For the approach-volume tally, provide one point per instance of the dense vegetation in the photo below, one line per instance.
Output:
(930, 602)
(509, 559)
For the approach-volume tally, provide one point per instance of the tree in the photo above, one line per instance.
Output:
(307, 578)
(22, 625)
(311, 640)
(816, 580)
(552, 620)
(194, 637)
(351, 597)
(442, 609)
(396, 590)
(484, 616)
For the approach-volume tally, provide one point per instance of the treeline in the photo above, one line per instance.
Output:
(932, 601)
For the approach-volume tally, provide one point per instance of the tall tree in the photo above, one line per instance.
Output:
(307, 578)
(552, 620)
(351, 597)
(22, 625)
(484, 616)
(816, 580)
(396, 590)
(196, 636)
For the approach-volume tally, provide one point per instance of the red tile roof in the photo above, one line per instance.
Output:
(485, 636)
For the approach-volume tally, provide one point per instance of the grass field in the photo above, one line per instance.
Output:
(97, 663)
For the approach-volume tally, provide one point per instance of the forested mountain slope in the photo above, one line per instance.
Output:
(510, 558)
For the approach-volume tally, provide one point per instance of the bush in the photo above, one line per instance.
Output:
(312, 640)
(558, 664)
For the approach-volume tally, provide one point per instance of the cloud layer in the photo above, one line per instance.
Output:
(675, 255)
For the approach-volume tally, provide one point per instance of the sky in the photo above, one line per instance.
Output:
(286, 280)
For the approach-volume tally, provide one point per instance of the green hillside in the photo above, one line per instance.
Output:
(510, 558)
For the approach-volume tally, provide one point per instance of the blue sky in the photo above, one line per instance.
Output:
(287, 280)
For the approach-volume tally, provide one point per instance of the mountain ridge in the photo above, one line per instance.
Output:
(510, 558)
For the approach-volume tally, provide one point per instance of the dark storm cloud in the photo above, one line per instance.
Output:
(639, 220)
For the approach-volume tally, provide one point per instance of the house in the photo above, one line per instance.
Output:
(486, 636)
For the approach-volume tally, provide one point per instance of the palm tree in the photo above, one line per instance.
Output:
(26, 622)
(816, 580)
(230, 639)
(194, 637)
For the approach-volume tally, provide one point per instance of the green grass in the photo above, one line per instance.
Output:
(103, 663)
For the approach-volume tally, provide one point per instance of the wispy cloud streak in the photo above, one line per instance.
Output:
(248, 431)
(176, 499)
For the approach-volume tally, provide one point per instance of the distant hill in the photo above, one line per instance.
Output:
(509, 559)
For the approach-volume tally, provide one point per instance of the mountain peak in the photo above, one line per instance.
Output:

□ □ □ □ □

# PROBLEM DETAILS
Return every line of the items unchanged, starting with the line that contains "of the wispy" and continuing through the final line of the items, both included.

# THE RESPONSE
For the approach-volume tally, provide one point per instance of the wispy cloud streak in the photo above, one line per instance.
Output:
(248, 431)
(176, 499)
For the approach-volume tally, provide one point per instance of the distant hill in the photo above, one line per instance.
Output:
(509, 559)
For the approach-volume tally, provide one point per instance of the mountain peak in the photo above, one line per instance.
Output:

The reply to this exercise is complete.